■ **Set exercise 1**
Could you render the records as a Markdown table with the columns Row and Line, numbering each line, omitting blank lines and leaving the pictures out? Begin at the first line of the records and stop after the line that contains "[(885, 724)]".

[PATCH v2 1/5] drivers: phy: add generic PHY framework
Rob Landley
rob at landley.net
Sat Feb 23 17:44:40 EST 2013
On 02/18/2013 11:53:14 PM, Kishon Vijay Abraham I wrote:
> The PHY framework provides a set of APIs for the PHY drivers to
> create/destroy a PHY and APIs for the PHY users to obtain a reference
> to the
> PHY with or without using phandle. To obtain a reference to the PHY
> without
> using phandle, the platform specfic intialization code (say from
> board file)
> should have already called phy_bind with the binding information. The
> binding
> information consists of phy's device name, phy user device name and
> an index.
> The index is used when the same phy user binds to mulitple phys.
Given that this has a separately selectable config option, I'm guessing
that it's useful all by itself even in the absence of a driver using
this phy? (Or it gives user visibility to the phy buried in an E1000 or
SATA drive or some such?)

■ **Set exercise 2**
Can you write the next part of the mailing-list reply about the generic PHY framework patch, picking up after its last sentence?

■ **Provided material**
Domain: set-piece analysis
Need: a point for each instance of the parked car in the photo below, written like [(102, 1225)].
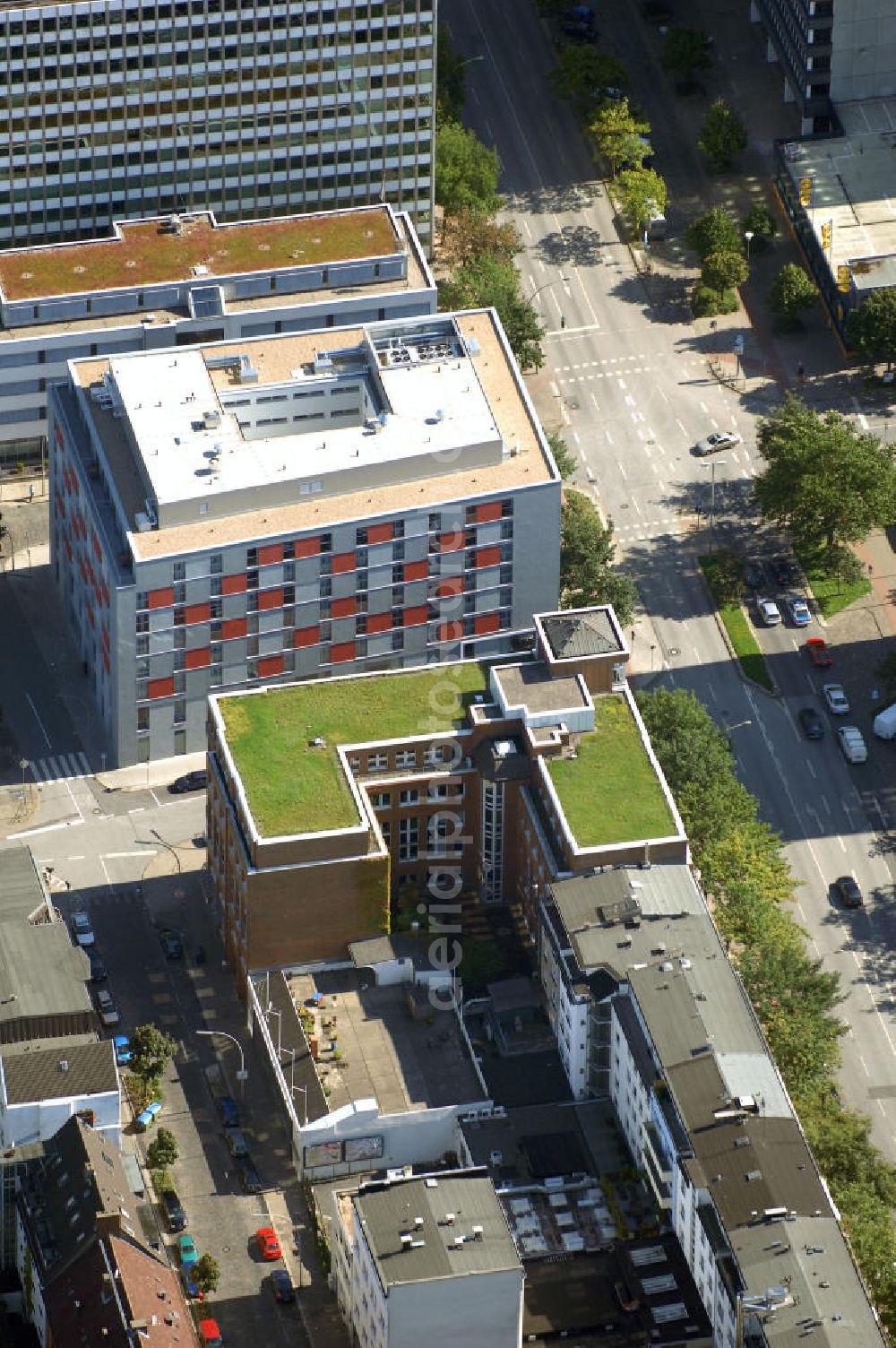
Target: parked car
[(719, 440), (237, 1145), (836, 698), (228, 1111), (187, 1251), (282, 1286), (171, 944), (190, 782), (107, 1008), (849, 891), (174, 1211), (818, 652), (269, 1243), (813, 722), (122, 1049), (797, 609), (852, 741), (768, 611), (81, 929)]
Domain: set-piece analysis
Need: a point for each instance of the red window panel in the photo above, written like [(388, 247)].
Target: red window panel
[(270, 666), (342, 562), (488, 511), (307, 548), (270, 599)]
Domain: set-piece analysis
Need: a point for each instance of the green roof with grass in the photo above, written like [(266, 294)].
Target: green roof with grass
[(610, 791), (294, 788)]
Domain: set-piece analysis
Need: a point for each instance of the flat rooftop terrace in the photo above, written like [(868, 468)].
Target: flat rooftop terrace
[(149, 254), (855, 189), (610, 791), (401, 1062), (291, 786)]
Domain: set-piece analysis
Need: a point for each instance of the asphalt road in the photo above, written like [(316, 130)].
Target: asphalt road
[(633, 388)]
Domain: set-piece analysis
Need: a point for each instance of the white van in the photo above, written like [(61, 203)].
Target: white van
[(885, 724)]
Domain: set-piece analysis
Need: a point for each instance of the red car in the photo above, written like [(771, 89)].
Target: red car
[(269, 1243), (818, 652)]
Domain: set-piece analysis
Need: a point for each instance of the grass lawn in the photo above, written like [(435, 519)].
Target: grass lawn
[(738, 631), (146, 256), (294, 788), (610, 791)]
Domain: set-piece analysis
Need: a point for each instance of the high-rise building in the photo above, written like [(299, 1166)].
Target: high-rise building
[(117, 108), (236, 514)]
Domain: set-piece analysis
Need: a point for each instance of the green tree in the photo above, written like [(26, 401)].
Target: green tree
[(163, 1150), (724, 272), (823, 481), (562, 457), (791, 293), (582, 73), (642, 194), (492, 281), (586, 561), (206, 1275), (618, 135), (871, 329), (150, 1051), (711, 232), (686, 51), (722, 136), (467, 171)]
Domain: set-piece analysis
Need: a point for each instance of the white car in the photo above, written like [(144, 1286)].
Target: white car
[(768, 611), (836, 698), (852, 743), (82, 929), (719, 440)]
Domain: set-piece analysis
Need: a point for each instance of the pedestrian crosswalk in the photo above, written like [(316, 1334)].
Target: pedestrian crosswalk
[(53, 769)]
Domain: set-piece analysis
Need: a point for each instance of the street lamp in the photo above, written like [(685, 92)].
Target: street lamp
[(241, 1075), (716, 462)]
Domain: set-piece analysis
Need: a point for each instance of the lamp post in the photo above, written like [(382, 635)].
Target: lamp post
[(241, 1075)]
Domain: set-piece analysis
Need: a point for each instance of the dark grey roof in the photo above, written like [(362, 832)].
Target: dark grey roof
[(388, 1211), (574, 635), (74, 1069)]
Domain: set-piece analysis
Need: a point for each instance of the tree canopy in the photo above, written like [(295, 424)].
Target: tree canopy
[(826, 483), (586, 561), (467, 171)]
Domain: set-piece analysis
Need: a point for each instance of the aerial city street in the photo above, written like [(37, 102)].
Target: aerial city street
[(448, 696)]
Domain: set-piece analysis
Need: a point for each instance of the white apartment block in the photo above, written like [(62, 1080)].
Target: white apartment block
[(173, 281), (238, 514), (427, 1260), (658, 1018), (130, 108)]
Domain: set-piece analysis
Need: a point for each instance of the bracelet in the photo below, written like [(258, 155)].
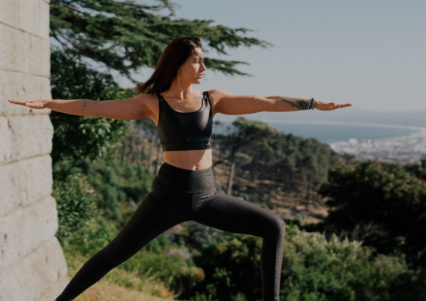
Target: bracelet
[(311, 104), (84, 105)]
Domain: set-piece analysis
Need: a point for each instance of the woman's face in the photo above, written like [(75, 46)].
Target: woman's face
[(192, 70)]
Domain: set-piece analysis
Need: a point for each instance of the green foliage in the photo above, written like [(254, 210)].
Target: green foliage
[(314, 269), (127, 35), (265, 155), (380, 204), (76, 204), (120, 187), (78, 137)]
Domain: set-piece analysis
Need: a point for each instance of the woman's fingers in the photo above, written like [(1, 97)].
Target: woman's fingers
[(328, 106), (35, 104)]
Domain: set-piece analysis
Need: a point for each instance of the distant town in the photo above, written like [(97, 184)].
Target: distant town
[(399, 150)]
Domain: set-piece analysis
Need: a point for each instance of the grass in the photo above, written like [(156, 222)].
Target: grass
[(111, 292)]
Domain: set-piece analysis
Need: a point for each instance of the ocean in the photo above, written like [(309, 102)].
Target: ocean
[(336, 132)]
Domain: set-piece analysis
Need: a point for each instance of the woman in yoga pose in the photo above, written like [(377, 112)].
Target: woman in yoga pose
[(184, 188)]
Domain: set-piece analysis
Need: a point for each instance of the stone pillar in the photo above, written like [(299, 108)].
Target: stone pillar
[(32, 265)]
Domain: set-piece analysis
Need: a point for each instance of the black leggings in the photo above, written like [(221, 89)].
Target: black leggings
[(180, 195)]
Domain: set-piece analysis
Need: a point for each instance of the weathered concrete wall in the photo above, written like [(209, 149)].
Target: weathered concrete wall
[(32, 265)]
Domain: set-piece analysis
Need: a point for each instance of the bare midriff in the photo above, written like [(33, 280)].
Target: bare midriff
[(190, 160)]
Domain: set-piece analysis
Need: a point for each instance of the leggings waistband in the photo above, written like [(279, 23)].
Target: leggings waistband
[(191, 181)]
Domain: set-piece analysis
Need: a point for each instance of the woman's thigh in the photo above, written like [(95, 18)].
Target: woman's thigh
[(233, 214)]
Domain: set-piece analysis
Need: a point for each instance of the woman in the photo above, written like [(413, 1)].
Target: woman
[(184, 188)]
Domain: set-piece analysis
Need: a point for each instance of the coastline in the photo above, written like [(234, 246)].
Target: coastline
[(409, 147)]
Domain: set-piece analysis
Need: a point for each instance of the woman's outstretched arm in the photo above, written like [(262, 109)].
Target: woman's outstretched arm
[(230, 104), (126, 109)]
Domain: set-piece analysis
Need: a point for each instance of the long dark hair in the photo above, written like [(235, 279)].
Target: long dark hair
[(175, 54)]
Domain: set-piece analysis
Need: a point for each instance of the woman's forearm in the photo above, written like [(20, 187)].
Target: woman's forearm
[(79, 107), (292, 104)]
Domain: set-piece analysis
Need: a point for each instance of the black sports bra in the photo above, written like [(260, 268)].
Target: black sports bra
[(185, 131)]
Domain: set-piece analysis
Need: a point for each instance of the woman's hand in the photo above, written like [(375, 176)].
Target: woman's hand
[(34, 104), (329, 106)]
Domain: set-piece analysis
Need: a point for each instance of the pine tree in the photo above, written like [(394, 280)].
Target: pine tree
[(127, 35)]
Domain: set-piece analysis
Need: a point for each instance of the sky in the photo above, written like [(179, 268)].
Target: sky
[(371, 53)]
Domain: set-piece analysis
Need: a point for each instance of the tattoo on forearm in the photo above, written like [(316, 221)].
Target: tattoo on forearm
[(297, 104)]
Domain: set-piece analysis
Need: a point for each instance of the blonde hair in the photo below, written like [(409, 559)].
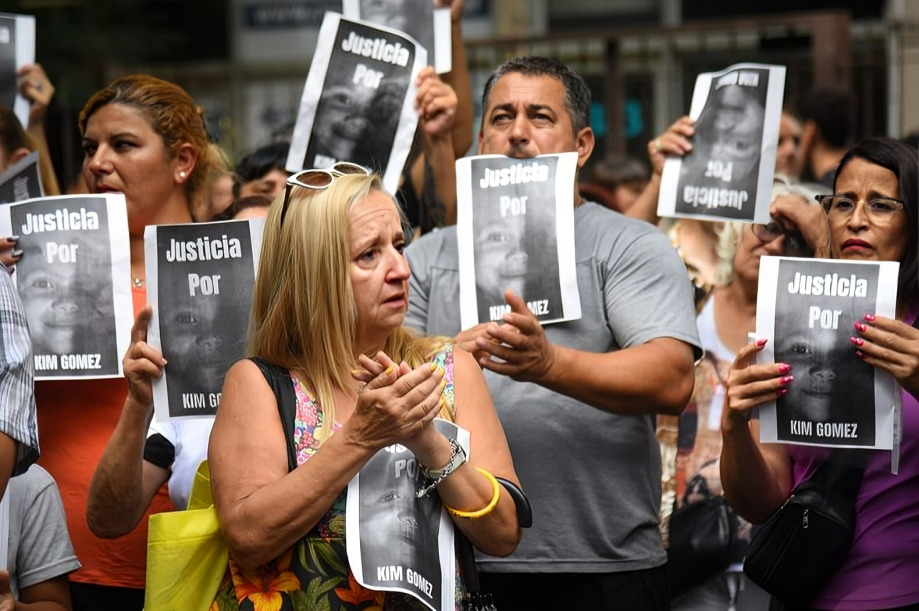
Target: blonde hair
[(731, 233), (303, 313)]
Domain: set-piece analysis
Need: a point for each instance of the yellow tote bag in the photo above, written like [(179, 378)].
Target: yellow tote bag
[(186, 553)]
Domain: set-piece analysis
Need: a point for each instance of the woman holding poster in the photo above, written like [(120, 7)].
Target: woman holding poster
[(328, 306), (872, 215), (143, 137)]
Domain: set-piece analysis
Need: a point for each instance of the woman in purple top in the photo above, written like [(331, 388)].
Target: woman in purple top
[(871, 216)]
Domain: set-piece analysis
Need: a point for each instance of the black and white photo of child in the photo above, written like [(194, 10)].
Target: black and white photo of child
[(358, 112), (398, 531), (515, 245), (721, 174), (64, 279), (830, 383), (205, 276)]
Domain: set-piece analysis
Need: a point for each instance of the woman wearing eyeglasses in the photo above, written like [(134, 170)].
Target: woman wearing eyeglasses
[(145, 138), (328, 306), (871, 216), (724, 319)]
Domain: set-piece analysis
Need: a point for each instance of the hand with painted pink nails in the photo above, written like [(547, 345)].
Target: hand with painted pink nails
[(749, 385)]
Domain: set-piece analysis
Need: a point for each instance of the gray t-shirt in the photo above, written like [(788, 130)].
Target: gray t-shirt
[(592, 477), (39, 546)]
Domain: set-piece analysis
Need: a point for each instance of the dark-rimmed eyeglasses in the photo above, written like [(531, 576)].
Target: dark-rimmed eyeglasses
[(794, 245), (318, 179), (879, 209)]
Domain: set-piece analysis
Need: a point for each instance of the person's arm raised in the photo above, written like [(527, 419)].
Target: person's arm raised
[(653, 377), (674, 141), (458, 79), (35, 86), (757, 478), (437, 107), (124, 484)]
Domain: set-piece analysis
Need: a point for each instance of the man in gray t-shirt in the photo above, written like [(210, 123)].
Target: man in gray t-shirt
[(577, 399)]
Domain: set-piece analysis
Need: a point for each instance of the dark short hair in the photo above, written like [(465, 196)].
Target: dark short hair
[(577, 93), (833, 111), (262, 160), (243, 203), (903, 161)]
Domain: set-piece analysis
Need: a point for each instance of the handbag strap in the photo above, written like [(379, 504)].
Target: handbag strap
[(283, 386)]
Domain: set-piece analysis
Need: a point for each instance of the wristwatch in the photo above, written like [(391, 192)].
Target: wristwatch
[(435, 476)]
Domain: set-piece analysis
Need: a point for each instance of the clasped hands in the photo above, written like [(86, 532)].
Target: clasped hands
[(518, 348), (397, 403)]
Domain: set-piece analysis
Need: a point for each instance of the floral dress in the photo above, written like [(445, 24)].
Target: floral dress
[(314, 573)]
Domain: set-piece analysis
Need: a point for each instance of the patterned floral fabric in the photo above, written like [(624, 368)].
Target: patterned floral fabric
[(314, 575)]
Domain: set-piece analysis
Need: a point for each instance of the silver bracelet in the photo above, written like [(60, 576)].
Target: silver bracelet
[(435, 476)]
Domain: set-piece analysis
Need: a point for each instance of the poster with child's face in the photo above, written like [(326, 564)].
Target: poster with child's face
[(72, 281)]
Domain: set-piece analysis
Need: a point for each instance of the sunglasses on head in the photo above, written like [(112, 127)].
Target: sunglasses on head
[(318, 179)]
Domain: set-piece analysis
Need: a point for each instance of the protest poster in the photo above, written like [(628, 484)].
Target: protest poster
[(515, 230), (419, 19), (358, 103), (200, 278), (806, 308), (728, 174), (74, 279), (17, 49), (406, 542), (22, 180)]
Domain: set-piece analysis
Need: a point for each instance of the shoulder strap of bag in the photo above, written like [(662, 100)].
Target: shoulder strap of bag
[(282, 385)]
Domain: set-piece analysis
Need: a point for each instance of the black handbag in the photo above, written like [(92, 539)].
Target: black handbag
[(803, 543), (701, 541)]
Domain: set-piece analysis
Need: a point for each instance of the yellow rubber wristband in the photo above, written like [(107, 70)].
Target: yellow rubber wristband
[(496, 494)]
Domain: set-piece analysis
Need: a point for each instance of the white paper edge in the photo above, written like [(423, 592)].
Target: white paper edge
[(25, 55)]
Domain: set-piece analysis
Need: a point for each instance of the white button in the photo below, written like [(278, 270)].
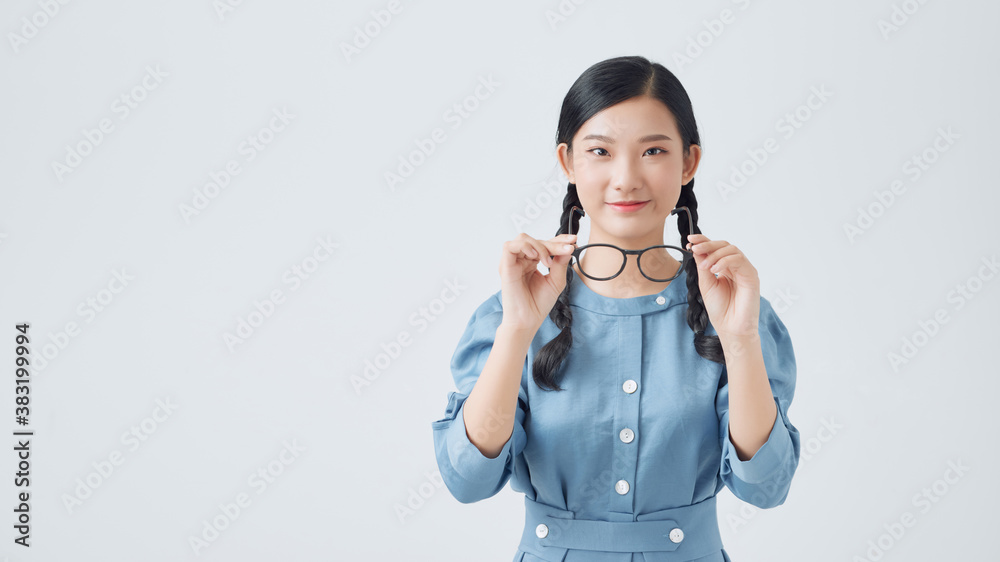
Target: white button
[(676, 535)]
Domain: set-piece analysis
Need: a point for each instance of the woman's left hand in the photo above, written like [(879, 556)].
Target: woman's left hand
[(732, 299)]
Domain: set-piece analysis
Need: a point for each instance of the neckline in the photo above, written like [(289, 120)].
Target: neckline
[(584, 297)]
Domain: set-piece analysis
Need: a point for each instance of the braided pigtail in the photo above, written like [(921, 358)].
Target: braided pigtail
[(708, 347), (550, 357)]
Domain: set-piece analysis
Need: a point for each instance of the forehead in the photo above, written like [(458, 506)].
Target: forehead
[(633, 118)]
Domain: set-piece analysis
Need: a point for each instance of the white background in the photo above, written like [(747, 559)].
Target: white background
[(365, 457)]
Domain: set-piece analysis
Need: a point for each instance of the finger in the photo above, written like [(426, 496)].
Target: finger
[(728, 266), (524, 249), (541, 249), (706, 246), (713, 258)]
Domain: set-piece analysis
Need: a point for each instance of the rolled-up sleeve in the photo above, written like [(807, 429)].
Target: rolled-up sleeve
[(764, 479), (469, 475)]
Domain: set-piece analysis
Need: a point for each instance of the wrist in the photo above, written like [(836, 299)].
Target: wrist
[(738, 342)]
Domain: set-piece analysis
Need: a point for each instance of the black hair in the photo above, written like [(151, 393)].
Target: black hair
[(602, 85)]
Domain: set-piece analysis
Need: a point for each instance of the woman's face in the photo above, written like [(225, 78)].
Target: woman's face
[(631, 151)]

■ **Right answer 1**
| Row | Line |
|---|---|
| 1 | Domain: set-piece analysis |
| 2 | Need: a point for each instance of the parked car in the photo below, written like [(102, 1225)]. |
| 3 | Target: parked car |
| 4 | [(719, 440), (237, 1145), (836, 698), (228, 1111), (187, 1251), (282, 1286), (171, 944), (190, 782), (107, 1008), (849, 891), (174, 1211), (818, 652), (269, 1243), (813, 722), (122, 1049), (797, 609), (852, 741), (768, 611), (81, 929)] |
| 5 | Domain: set-piece analysis |
| 6 | Need: a point for each instance of the red window panel in the photo above, written like [(388, 247)]. |
| 7 | Target: red window panel |
| 8 | [(270, 666), (342, 562), (488, 511), (307, 548), (270, 599)] |
| 9 | Domain: set-piece analysis |
| 10 | Need: a point for each instance of the green roof with grass in the photo above, written like [(266, 294)]. |
| 11 | Target: green roof with grass |
| 12 | [(610, 791), (294, 788)] |
| 13 | Domain: set-piece analysis |
| 14 | Need: a point for each instance of the flat rooftop terrace in the photo above, written like [(868, 468)]. |
| 15 | Target: flat rooftop terrace |
| 16 | [(149, 254), (855, 189), (610, 791), (401, 1062), (291, 786)] |
| 17 | Domain: set-piece analysis |
| 18 | Need: a point for each instance of the asphalt road in the photo above, written like [(316, 130)]. |
| 19 | Target: asphalt road |
| 20 | [(633, 388)] |
| 21 | Domain: set-piece analysis |
| 22 | Need: a point for each instance of the white van in the photo above, written like [(61, 203)]. |
| 23 | Target: white van |
| 24 | [(885, 724)] |

■ **Right answer 2**
> +1. Introduction
> +
> +*PHY* is the abbreviation for physical layer. It is used to connect
> a device
> +to the physical medium e.g., the USB controller has a PHY to provide
> functions
> +such as serialization, de-serialization, encoding, decoding and is
> responsible
> +for obtaining the required data transmission rate. Note that some USB
> +controller has PHY functionality embedded into it and others use an
> external
> +PHY. Other peripherals that uses a PHY include Wireless LAN,
> Ethernet,
> +SATA etc.
I've usually heard the word "transciever" used to describe these.
> +The intention of creating this framework is to bring the phy drivers
> spread
> +all over the Linux kernel to drivers/phy to increase code re-use and
> to
> +increase code maintainability.
> +
> +This framework will be of use only to devices that uses external PHY
> (PHY
> +functionality is not embedded within the controller).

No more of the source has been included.